▶ Document segment
start
The borough of Media is aglow for the holidays.
* Enjoy a horse-drawn carriage ride tonight from 6–9pm. With just a teeny nip in the air, the weather couldn’t be more perfect for snuggling with your loved ones on a ride around the borough. Meet in front of the courthouse; the cost is $10 for adults and $5 for children under 10.
* Kids of all ages can find Santa in his village at the Franklin Mint Federal Credit Union, at the corner of State & Olive Streets, today through Friday from 3–7pm and Saturday & Sunday from noon to 4pm. Bring your camera and take all the photos you’d like! On December 20 from 4–7, bring your favorite furry friend to pose with Santa. Use your own camera, or have the Delco SPCA photographer on hand take a photo (free!) and email it to you. (Please consider making a donation to the Delco SPCA if you bring your pet.)
* Visit The Media Theatre for a performance of Dr. Doolittle, starring Philly sportscaster Billy Vargus and a cast of delightful children. Read more about the show here. (Or, drive just a few miles outside of Media for a performance of A Christmas Carol at the Hedgerow Theatre in Rose Valley.)
* Head to downtown Media on New Year’s Eve for the Community Celebration and Ball Drop at the corner of State & Jackson Streets, with live music by Philly Gumbo. This much-anticipated annual event brings out residents and visitors for dancing in the street and the area’s only ball drop. Music starts at 11pm.
As an added bonus, parking is free in the Olive Street Parking Garage through December, and stores are open late through Christmas Eve. To find out more about these events and other happenings in Media, visit the Media Business Authority website.
Media's merchants get into the holiday spirit! Find winter items like this authentic Flexible Flyer sled at Blueberry Bog.
If you’re like me and have left most of your shopping for the last minute, you’ll find something for everyone on your list in Media’s boutiques, artisans’ galleries, vintage and home decor shops, jewelry and clothing stores, and more. Supporting local, family-owned businesses is a wonderful way to put money back into the community—and if customer service is important to you, it doesn’t get any better than at a small “Mom and Pop” shop.
Need a show-stopping outfit for a holiday party? You'll find just the right fit at one of Media's clothing stores, like Sorella Boutique.
As America’s First Fair Trade Town, Media also prides itself on its stores’ selection of items by local artisans and its focus on fair trade products. In Media, you can shop with the knowledge that your purchases will help provide a living wage for artisans both locally and globally. Such hand-crafted items are special, not mass-produced; if you’re looking for something that’s one-of-a-kind, Media is the place to find it.
Support artisans around the world with your purchase of fairly traded items at stores like Earth & State.
You’ll want to get a bite to eat while you’re shopping or paying a visit to Santa. No trip to Media would be complete without a visit to one of its fabulous restaurants—the only problem is which one to choose! Name it; Media’s got it (seriously). I can’t think of another town where you can walk down the main street and find Italian, Irish, French, Middle Eastern, Asian, Mexican, Continental, vegetarian/vegan, pizza, soup and sandwiches, pub food, and dessert—and I’m sure I’m leaving something out!—just mere steps from one another. And of course, restaurant gift certificates always make a great gift.
end
▶ Material
start
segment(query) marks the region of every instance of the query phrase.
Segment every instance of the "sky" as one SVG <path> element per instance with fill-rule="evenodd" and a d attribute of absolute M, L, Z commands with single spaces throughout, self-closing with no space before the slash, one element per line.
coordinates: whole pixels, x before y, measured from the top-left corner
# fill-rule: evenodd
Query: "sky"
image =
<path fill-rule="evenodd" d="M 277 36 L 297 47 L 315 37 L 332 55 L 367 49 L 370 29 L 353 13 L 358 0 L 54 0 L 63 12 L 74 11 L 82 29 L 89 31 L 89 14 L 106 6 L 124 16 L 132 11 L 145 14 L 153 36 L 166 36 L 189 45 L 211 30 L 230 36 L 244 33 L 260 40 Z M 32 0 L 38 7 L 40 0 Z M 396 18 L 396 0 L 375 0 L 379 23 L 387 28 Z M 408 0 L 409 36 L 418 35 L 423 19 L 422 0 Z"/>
end
▶ Requirements
From the article about the holidays in Media above, return the passage that opens with the words "Support artisans around" and closes with "a great gift.", copied word for word.

▶ Task response
Support artisans around the world with your purchase of fairly traded items at stores like Earth & State.
You’ll want to get a bite to eat while you’re shopping or paying a visit to Santa. No trip to Media would be complete without a visit to one of its fabulous restaurants—the only problem is which one to choose! Name it; Media’s got it (seriously). I can’t think of another town where you can walk down the main street and find Italian, Irish, French, Middle Eastern, Asian, Mexican, Continental, vegetarian/vegan, pizza, soup and sandwiches, pub food, and dessert—and I’m sure I’m leaving something out!—just mere steps from one another. And of course, restaurant gift certificates always make a great gift.